Entries shown START

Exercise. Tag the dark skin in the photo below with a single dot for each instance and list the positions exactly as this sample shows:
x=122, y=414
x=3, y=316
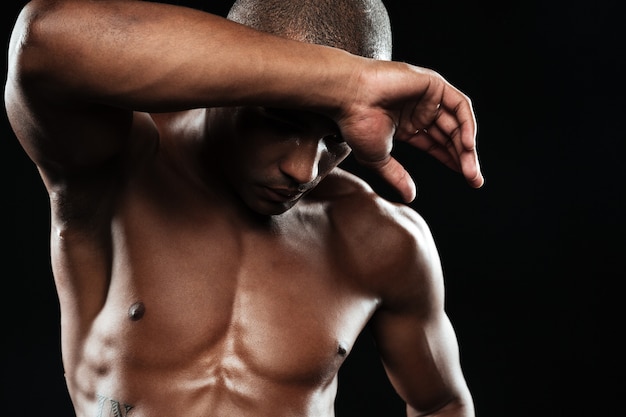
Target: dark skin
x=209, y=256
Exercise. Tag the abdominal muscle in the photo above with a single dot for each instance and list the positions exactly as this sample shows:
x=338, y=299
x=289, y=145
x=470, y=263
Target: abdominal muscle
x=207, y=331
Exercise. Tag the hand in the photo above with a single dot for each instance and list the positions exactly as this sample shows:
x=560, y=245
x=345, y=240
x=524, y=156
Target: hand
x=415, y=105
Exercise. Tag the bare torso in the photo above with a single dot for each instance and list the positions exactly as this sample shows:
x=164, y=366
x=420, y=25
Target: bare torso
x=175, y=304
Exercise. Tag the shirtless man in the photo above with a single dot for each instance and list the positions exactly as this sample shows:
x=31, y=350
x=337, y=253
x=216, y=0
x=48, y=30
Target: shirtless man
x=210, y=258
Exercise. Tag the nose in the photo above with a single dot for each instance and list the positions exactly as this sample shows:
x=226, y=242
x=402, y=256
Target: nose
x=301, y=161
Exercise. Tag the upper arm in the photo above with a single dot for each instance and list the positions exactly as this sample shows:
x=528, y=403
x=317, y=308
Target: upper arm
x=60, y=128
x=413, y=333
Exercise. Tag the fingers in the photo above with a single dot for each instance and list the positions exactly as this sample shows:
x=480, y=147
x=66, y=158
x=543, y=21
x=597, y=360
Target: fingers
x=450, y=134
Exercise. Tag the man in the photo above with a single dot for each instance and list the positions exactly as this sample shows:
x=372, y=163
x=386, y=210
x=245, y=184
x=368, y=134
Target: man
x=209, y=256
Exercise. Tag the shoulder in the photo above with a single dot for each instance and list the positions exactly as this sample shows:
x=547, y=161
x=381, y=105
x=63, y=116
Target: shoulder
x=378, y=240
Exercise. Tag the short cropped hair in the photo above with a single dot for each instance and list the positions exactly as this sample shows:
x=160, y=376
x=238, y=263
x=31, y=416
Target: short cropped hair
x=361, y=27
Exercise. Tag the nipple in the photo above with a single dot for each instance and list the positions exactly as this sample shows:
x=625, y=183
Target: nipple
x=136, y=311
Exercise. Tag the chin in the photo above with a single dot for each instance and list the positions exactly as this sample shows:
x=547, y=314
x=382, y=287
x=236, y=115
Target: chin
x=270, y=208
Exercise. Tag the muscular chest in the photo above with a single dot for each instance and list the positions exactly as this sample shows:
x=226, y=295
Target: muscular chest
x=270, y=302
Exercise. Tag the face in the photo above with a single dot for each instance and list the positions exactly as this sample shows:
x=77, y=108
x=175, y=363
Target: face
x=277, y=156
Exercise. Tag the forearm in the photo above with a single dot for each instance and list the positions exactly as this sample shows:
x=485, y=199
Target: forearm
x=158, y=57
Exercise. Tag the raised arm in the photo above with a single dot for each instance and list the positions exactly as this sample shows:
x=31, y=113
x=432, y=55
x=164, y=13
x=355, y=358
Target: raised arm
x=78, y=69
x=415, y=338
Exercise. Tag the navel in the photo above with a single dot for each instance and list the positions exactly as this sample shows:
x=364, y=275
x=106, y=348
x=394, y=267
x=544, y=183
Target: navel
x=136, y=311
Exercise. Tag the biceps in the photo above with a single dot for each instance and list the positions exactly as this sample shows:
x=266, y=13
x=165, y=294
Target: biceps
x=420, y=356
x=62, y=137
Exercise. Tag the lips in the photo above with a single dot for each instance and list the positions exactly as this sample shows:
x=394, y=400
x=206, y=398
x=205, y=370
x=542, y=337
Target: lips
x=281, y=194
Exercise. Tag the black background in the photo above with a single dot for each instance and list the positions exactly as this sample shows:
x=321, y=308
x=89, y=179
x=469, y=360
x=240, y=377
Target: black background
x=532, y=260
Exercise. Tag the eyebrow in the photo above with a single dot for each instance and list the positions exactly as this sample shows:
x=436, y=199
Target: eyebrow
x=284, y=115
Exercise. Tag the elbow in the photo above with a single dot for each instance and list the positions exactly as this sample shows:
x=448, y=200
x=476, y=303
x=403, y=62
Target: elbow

Entries shown END
Entries shown START

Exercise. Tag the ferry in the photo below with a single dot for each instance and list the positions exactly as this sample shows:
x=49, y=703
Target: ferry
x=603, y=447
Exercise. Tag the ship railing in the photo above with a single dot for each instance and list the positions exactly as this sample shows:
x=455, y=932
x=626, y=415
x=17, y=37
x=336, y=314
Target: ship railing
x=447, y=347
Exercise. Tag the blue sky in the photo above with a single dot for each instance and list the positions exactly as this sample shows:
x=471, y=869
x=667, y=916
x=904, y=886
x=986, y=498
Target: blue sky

Entries shown END

▶ Problem to solve: From the line holding "x=524, y=156" to the line holding "Exercise. Tag the upper", inclusive, restate each line above exactly as written.

▶ Solution to this task:
x=524, y=156
Target: hand
x=415, y=105
Exercise. Tag the bare torso in the photo above with a single dot for each instance and list the positions exactly as this sample shows:
x=164, y=366
x=420, y=25
Target: bare torso
x=175, y=304
Exercise. Tag the shirtless man in the photo above with a single dot for each instance and list the positions exactly as this sample shows:
x=31, y=350
x=337, y=253
x=216, y=0
x=48, y=30
Target: shirtless man
x=210, y=258
Exercise. Tag the nose in the photo above with a single dot for each instance and list the positions exactly as this sample shows:
x=226, y=242
x=402, y=256
Target: nose
x=301, y=161
Exercise. Tag the upper arm in the photo above with a single dot for each instance and list the positions exactly as this sample shows:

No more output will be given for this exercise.